▶ **QUESTIONS ON THE MATERIAL**
1) Translate the sentence "The statue was made of Carrara marble." from the text on the Schubert Monument into German.
2) According to the text on the Schubert Monument, who designed the pedestal?
3) Proceed with the text on the Schubert Monument from where it stops.

▶ **PASSAGE TO READ**
+++

The Schubert Monument, a statue in the Stadtpark in Vienna, Austria, is a memorial to the composer Franz Schubert (1797–1828), unveiled in 1872.

==History==
In 1862 the Wiener Männergesang-Verein ("Vienna Men's Choral Society") set up a fund for the erection of a monument to Schubert. Funds were raised during the following years, partly from concerts and from donations from other choral societies. After some discussion about the location of the memorial in the Stadtpark ("city park"), and whether it should be a statue or a portrait relief, the sculptor Carl Kundmann was commissioned to create the statue.

The painter, and a friend of Schubert, Moritz von Schwind, was responsible for the likeness of the portrayal. The pedestal, showing reliefs by Kundmann, was designed by Theophil Hansen. The statue was made of Carrara marble.

The foundation stone was laid in 1868, in the presence of the Mayor of Vienna, Andreas Zelinka.

+++

▶ **DATA FOR REVIEW**
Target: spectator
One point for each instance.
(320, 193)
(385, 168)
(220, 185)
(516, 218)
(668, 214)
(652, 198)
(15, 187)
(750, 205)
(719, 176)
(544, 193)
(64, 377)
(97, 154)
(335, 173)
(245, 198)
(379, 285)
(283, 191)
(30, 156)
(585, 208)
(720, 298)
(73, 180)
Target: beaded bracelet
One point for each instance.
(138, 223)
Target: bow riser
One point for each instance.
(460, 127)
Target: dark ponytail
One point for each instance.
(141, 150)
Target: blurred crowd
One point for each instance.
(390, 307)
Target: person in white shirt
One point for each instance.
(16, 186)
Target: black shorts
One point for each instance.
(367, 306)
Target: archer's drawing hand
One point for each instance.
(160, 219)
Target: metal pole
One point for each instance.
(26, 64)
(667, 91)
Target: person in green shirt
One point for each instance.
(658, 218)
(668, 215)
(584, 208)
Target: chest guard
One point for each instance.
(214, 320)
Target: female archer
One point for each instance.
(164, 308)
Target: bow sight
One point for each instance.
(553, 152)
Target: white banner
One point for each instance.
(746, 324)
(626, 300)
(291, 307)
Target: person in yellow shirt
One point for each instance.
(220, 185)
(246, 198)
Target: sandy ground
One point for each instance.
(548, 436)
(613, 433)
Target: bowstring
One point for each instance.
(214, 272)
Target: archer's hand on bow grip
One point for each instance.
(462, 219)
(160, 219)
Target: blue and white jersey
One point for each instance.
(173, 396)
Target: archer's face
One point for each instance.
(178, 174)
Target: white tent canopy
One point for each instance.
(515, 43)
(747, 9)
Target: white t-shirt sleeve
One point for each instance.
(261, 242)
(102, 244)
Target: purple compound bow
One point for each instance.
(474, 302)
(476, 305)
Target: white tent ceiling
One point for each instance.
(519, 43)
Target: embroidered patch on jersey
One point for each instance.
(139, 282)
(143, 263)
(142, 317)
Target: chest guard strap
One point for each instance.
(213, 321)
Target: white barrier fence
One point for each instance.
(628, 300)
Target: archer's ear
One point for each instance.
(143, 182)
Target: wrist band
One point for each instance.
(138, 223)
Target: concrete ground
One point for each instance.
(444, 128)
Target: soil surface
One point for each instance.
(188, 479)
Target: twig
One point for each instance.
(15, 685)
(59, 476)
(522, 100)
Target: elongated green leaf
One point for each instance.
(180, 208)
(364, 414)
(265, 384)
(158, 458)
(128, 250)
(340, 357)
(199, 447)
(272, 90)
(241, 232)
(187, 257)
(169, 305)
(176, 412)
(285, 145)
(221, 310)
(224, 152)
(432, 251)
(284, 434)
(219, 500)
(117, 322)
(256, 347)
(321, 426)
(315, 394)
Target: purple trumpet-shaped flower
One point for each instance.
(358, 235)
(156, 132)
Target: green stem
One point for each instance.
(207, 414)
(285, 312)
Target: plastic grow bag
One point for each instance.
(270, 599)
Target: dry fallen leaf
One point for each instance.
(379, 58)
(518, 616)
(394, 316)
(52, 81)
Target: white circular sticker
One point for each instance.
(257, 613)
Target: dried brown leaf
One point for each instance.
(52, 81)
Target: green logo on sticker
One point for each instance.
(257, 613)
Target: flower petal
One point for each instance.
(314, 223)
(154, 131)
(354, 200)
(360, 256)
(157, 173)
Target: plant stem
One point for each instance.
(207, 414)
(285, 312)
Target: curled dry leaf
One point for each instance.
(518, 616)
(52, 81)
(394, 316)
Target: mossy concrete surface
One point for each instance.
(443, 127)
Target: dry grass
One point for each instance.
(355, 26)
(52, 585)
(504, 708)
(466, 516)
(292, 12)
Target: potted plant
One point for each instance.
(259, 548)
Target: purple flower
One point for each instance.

+++

▶ **ANSWERS PER TASK**
1) Die Statue wurde aus Carrara-Marmor gefertigt.

2) Theophil Hansen designed the pedestal.

3)
The unveiling, on 15 May 1872, was attended by the Mayor of Vienna Cajetan von Felder, members of the Schubert family and associates. The speech was given by Nikolaus Dumba, an industrialist and patron of the arts.

==Description==
The statue shows Schubert seated, with music paper on his knees and a pen in his hand. He has a pensive expression, as though thinking about a new composition.

The inscription reads: "Franz Schubert / Seinem Andenken / Der Wiener Männergesangsverein / MDCCCLXXII" ("Franz Schubert: to his memory. The Vienna Men's Choral Society, 1872"). The reliefs on the pedestal represent "Imagination" (on the front), "Instrumental music" (on the left) and "Vocal music" (on the right).